== Task data

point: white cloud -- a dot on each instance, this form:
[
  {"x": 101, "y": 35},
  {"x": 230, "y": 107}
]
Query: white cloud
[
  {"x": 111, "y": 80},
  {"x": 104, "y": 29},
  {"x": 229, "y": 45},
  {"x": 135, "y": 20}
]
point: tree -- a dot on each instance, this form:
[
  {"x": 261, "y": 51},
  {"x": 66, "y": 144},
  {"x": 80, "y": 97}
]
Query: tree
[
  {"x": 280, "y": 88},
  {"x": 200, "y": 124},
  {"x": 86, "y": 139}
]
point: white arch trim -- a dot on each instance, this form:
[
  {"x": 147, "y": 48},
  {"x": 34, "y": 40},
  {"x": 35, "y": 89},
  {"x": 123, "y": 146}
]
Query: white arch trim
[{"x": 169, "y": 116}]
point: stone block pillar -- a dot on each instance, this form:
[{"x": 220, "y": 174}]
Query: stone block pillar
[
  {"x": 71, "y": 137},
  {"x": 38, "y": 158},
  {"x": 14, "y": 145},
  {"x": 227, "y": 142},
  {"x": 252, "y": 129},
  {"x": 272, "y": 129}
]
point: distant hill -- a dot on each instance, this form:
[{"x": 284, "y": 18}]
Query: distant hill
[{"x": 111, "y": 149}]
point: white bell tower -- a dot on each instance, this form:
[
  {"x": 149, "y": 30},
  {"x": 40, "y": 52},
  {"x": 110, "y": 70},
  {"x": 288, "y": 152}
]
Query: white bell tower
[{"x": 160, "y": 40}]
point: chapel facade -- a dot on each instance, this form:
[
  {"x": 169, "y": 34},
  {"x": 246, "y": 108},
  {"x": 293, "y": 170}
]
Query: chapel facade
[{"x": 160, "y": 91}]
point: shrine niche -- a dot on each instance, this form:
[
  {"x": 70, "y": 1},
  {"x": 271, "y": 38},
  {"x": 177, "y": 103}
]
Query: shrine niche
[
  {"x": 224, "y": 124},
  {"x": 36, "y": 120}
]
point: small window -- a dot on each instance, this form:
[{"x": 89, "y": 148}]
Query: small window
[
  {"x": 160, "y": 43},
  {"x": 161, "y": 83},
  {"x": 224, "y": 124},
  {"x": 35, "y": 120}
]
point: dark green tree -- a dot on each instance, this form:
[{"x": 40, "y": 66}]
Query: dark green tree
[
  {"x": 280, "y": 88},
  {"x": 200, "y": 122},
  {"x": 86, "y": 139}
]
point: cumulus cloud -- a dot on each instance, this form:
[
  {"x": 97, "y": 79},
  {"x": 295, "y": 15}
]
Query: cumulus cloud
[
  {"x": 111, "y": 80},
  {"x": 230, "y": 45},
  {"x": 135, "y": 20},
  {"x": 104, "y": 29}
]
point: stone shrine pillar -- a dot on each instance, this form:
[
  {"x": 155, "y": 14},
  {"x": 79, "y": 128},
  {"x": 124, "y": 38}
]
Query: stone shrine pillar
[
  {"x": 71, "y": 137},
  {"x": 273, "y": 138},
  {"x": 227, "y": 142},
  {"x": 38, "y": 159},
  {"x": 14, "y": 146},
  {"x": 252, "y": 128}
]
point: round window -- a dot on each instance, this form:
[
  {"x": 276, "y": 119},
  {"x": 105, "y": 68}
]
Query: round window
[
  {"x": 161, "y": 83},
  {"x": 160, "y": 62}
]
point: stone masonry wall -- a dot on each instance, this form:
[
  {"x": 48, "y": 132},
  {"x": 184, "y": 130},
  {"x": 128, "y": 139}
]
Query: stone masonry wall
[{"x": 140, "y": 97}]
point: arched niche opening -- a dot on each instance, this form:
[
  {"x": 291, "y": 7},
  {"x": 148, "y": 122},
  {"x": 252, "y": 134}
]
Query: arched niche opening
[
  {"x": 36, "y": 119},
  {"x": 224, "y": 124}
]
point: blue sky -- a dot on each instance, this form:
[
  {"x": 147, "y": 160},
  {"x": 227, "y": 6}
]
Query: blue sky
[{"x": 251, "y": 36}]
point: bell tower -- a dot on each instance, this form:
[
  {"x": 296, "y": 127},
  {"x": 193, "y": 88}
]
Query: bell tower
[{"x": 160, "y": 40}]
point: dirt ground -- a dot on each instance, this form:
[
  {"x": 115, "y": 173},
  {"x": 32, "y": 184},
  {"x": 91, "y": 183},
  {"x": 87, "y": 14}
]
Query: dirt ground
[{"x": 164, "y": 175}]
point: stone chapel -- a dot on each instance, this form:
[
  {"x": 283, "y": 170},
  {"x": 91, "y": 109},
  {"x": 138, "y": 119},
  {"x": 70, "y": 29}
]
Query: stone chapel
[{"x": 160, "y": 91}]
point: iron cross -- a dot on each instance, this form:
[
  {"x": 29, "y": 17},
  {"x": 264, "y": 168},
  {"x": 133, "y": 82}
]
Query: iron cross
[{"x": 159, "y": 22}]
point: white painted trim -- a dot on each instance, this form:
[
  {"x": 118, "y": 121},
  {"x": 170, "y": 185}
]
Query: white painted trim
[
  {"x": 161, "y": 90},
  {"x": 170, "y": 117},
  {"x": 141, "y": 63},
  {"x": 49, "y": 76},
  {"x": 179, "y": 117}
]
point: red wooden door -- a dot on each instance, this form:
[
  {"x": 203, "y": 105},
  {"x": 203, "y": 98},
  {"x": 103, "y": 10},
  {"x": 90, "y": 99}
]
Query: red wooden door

====

• Task requirements: Can you copy the whole listing above, line for line, with nothing changed?

• Response to this task:
point: white cloud -- a dot on each instance, this form:
[
  {"x": 101, "y": 35},
  {"x": 230, "y": 107}
]
Query: white cloud
[
  {"x": 111, "y": 80},
  {"x": 104, "y": 29},
  {"x": 229, "y": 45},
  {"x": 135, "y": 20}
]
point: tree -- a dot on each instance, this form:
[
  {"x": 261, "y": 51},
  {"x": 66, "y": 144},
  {"x": 80, "y": 97}
]
Query: tree
[
  {"x": 280, "y": 88},
  {"x": 200, "y": 124},
  {"x": 86, "y": 139}
]
point: white arch trim -- a dot on each instance, this form:
[
  {"x": 147, "y": 48},
  {"x": 34, "y": 40},
  {"x": 35, "y": 89},
  {"x": 123, "y": 146}
]
Query: white arch trim
[{"x": 169, "y": 116}]
point: stone block pillar -- a dot on each instance, this form:
[{"x": 220, "y": 174}]
Query: stone block pillar
[
  {"x": 71, "y": 137},
  {"x": 38, "y": 158},
  {"x": 14, "y": 145},
  {"x": 227, "y": 142},
  {"x": 252, "y": 129},
  {"x": 272, "y": 129}
]
point: distant hill -- a dot on each instance, this form:
[{"x": 284, "y": 18}]
Query: distant hill
[{"x": 111, "y": 149}]
point: white bell tower -- a dot on each instance, this form:
[
  {"x": 149, "y": 30},
  {"x": 40, "y": 52},
  {"x": 110, "y": 70},
  {"x": 288, "y": 152}
]
Query: white bell tower
[{"x": 160, "y": 40}]
point: chapel facade -- a dot on each instance, this form:
[
  {"x": 169, "y": 34},
  {"x": 246, "y": 108},
  {"x": 293, "y": 170}
]
Query: chapel facade
[{"x": 160, "y": 91}]
point: shrine niche -- a dot on each instance, this form:
[
  {"x": 70, "y": 1},
  {"x": 271, "y": 38},
  {"x": 177, "y": 103}
]
Query: shrine niche
[
  {"x": 224, "y": 124},
  {"x": 36, "y": 120}
]
point: small window -- a dot on each instance, this form:
[{"x": 89, "y": 148}]
Query: small window
[
  {"x": 160, "y": 43},
  {"x": 161, "y": 83},
  {"x": 224, "y": 124},
  {"x": 35, "y": 120}
]
point: dark green tree -- a dot on each instance, this form:
[{"x": 40, "y": 66}]
Query: dark green tree
[
  {"x": 280, "y": 88},
  {"x": 200, "y": 122},
  {"x": 86, "y": 139}
]
point: cumulus cloud -- a dot on each instance, this form:
[
  {"x": 97, "y": 79},
  {"x": 295, "y": 15}
]
Query: cumulus cloud
[
  {"x": 111, "y": 80},
  {"x": 230, "y": 45},
  {"x": 135, "y": 20},
  {"x": 104, "y": 29}
]
point: stone shrine pillar -- a dot on each instance, this form:
[
  {"x": 155, "y": 14},
  {"x": 79, "y": 128},
  {"x": 124, "y": 38}
]
Query: stone shrine pillar
[
  {"x": 71, "y": 137},
  {"x": 273, "y": 138},
  {"x": 227, "y": 142},
  {"x": 38, "y": 159},
  {"x": 14, "y": 146},
  {"x": 252, "y": 128}
]
point: round window -- a dot on each instance, this form:
[
  {"x": 276, "y": 119},
  {"x": 105, "y": 68}
]
Query: round window
[
  {"x": 161, "y": 83},
  {"x": 160, "y": 62}
]
point: stone masonry wall -- a dot on each instance, this form:
[
  {"x": 48, "y": 132},
  {"x": 184, "y": 130},
  {"x": 128, "y": 139}
]
Query: stone masonry wall
[{"x": 140, "y": 97}]
point: arched niche opening -- a dot on each instance, this form:
[
  {"x": 291, "y": 7},
  {"x": 148, "y": 122},
  {"x": 252, "y": 134}
]
Query: arched niche opening
[
  {"x": 36, "y": 119},
  {"x": 224, "y": 124}
]
point: blue sky -- a dot on each instance, this form:
[
  {"x": 147, "y": 160},
  {"x": 227, "y": 6}
]
Query: blue sky
[{"x": 251, "y": 36}]
point: bell tower -- a dot on each instance, this form:
[
  {"x": 296, "y": 127},
  {"x": 193, "y": 88}
]
Query: bell tower
[{"x": 160, "y": 40}]
point: dirt ground -- a dot on each instance, this form:
[
  {"x": 115, "y": 173},
  {"x": 32, "y": 184},
  {"x": 91, "y": 183},
  {"x": 87, "y": 14}
]
Query: dirt ground
[{"x": 164, "y": 175}]
point: stone chapel -- a dot on each instance, this form:
[
  {"x": 283, "y": 170},
  {"x": 91, "y": 109},
  {"x": 138, "y": 119},
  {"x": 70, "y": 29}
]
Query: stone chapel
[{"x": 160, "y": 91}]
point: iron cross -- a dot on each instance, this form:
[
  {"x": 29, "y": 17},
  {"x": 264, "y": 168},
  {"x": 133, "y": 82}
]
Query: iron cross
[{"x": 159, "y": 22}]
point: white painted trim -- a dot on each instance, this form:
[
  {"x": 118, "y": 121},
  {"x": 170, "y": 185}
]
Query: white painted trim
[
  {"x": 161, "y": 90},
  {"x": 170, "y": 117},
  {"x": 141, "y": 63},
  {"x": 49, "y": 76},
  {"x": 179, "y": 117}
]
point: red wooden door -- a dot on each instance, this form:
[
  {"x": 203, "y": 105},
  {"x": 203, "y": 98},
  {"x": 103, "y": 10},
  {"x": 90, "y": 99}
]
Query: red wooden door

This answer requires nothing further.